— START OF Material for this exercise —
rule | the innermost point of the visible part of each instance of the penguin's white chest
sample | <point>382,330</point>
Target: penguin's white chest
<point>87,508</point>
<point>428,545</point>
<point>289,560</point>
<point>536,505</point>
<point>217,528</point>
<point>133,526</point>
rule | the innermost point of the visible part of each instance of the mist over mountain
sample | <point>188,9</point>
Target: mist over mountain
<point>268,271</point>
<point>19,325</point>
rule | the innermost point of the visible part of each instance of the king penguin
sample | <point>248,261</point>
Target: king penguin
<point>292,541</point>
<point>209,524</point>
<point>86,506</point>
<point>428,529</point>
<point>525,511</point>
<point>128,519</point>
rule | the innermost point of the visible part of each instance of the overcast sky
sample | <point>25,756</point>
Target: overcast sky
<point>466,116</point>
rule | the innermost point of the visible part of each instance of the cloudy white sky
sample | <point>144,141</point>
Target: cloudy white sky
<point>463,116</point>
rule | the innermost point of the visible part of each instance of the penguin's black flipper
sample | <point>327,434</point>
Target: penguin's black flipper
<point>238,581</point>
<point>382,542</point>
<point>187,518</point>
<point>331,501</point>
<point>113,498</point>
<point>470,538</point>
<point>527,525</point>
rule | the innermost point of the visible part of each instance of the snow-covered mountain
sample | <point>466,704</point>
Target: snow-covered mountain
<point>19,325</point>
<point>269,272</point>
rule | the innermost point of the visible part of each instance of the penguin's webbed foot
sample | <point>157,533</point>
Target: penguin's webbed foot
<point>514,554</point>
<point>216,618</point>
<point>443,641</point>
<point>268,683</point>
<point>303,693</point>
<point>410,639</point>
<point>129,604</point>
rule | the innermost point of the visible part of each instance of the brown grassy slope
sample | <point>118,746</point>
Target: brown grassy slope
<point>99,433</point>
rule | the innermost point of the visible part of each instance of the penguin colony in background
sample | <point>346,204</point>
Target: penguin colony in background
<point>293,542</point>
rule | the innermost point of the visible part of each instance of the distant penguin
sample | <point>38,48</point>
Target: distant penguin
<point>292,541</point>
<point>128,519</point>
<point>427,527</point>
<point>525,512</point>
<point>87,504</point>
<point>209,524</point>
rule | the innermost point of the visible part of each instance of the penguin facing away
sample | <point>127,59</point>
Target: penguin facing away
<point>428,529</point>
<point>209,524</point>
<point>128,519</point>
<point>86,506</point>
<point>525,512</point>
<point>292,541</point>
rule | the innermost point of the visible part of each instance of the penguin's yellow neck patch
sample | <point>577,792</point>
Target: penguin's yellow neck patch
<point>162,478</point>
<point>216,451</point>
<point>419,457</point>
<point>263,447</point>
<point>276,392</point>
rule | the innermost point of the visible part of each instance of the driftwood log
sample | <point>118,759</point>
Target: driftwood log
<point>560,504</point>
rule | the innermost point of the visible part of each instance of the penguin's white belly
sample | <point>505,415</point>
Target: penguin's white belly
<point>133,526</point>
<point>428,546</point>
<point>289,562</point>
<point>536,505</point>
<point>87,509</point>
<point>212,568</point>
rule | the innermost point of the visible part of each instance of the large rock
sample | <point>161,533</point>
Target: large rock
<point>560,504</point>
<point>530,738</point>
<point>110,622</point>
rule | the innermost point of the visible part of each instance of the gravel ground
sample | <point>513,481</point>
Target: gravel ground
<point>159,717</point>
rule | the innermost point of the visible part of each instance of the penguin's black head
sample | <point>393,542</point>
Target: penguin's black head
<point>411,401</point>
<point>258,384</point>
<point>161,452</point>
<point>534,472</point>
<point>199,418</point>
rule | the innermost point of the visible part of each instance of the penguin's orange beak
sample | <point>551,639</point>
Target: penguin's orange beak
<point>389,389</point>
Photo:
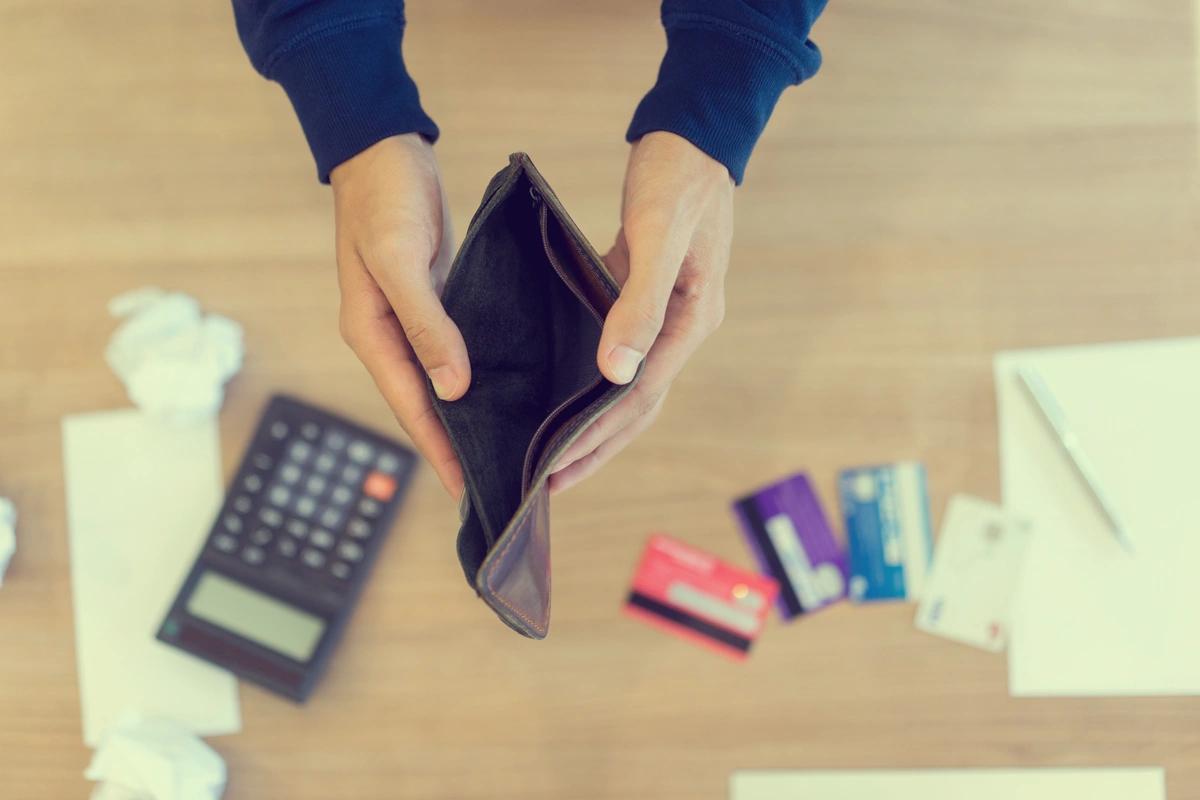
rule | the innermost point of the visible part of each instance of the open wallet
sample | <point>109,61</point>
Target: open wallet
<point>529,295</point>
— END OF Material for this exercise —
*Exercise prompt:* Quote in full the listing given above; the images are to be left out.

*Result of this exercise:*
rule | the innermost point of the visible part of each instance of the penguin's white chest
sample | <point>382,330</point>
Target: penguin's white chest
<point>87,508</point>
<point>428,545</point>
<point>289,560</point>
<point>536,505</point>
<point>217,528</point>
<point>133,526</point>
rule | the innermost point of the visible part of each instance of the mist over mountain
sample | <point>188,9</point>
Target: mist over mountain
<point>268,271</point>
<point>19,325</point>
rule | the innermost point of the visible part of each instance of the king penguin
sample | <point>248,261</point>
Target: king penguin
<point>292,541</point>
<point>209,524</point>
<point>86,506</point>
<point>428,529</point>
<point>525,511</point>
<point>128,519</point>
rule | the innermost point of the visible part of each instance of the overcast sky
sample | <point>25,756</point>
Target: overcast sky
<point>466,116</point>
rule | the innermost point of the visible part of each instance of the cloudy white sky
sample | <point>144,141</point>
Target: cloudy white sky
<point>463,116</point>
rule | the innermost point of the visible part of each instance of the penguin's black flipper
sample | <point>327,434</point>
Target: penguin's black flipper
<point>238,581</point>
<point>382,542</point>
<point>187,518</point>
<point>331,501</point>
<point>113,498</point>
<point>470,538</point>
<point>527,525</point>
rule | the innermost point of the visible part of each instance of the snow-covered mountain
sample | <point>466,704</point>
Target: snow-covered mountain
<point>19,325</point>
<point>269,272</point>
rule | the innermost point of the visible part of each instance of the penguin's webbed foot
sample | <point>157,533</point>
Target: penguin's webbed foot
<point>514,554</point>
<point>216,618</point>
<point>443,641</point>
<point>268,683</point>
<point>303,693</point>
<point>410,639</point>
<point>129,604</point>
rule | the innermost point of the visible part of each instance of the brown grassy slope
sample | <point>118,746</point>
Target: brown grassy slope
<point>99,433</point>
rule | the innermost point of the visible part of each instance of the penguin colony in background
sample | <point>346,204</point>
Target: penguin colony in background
<point>293,542</point>
rule | the innermost point of the visible part of each instance of the distant penguin
sample | <point>38,48</point>
Target: distant penguin
<point>292,541</point>
<point>128,519</point>
<point>427,527</point>
<point>525,512</point>
<point>87,504</point>
<point>209,524</point>
rule | the innermost point of the visible part of each instance of the penguin facing away
sample | <point>127,59</point>
Target: penguin facing away
<point>428,529</point>
<point>209,524</point>
<point>128,519</point>
<point>86,506</point>
<point>525,512</point>
<point>292,541</point>
rule | the innermost point of the visible part of each instance of the penguin's yellow neck patch
sample | <point>577,792</point>
Target: penguin's yellow neck patch
<point>162,478</point>
<point>216,451</point>
<point>419,457</point>
<point>263,447</point>
<point>276,392</point>
rule | the innermost point of the visible part of each instance of the driftwood log
sample | <point>118,759</point>
Target: driftwood log
<point>560,504</point>
rule | the innermost point of the visible part of each instance of the penguin's white belly
sample | <point>505,415</point>
Target: penguin's white belly
<point>133,526</point>
<point>428,546</point>
<point>289,562</point>
<point>536,505</point>
<point>87,509</point>
<point>212,568</point>
rule | the innermost point of the visible part of each instance of the large rock
sample | <point>161,533</point>
Target: large rock
<point>560,504</point>
<point>530,738</point>
<point>110,622</point>
rule | the innermost point of the visible part of each instance of the gravel ground
sample | <point>513,481</point>
Target: gravel ground
<point>159,717</point>
rule | the innermost point of the visible part of each instance of the penguin's black head
sample | <point>393,542</point>
Target: penguin's black head
<point>411,401</point>
<point>258,384</point>
<point>161,452</point>
<point>534,472</point>
<point>199,418</point>
rule | the innermost point of the visible part of each instance of the penguin's orange beak
sample | <point>551,639</point>
Target: penguin's orange beak
<point>389,389</point>
Photo:
rule | the innermost point of the visible part of each instance of the open wallet
sample | <point>109,61</point>
Target: open wallet
<point>529,295</point>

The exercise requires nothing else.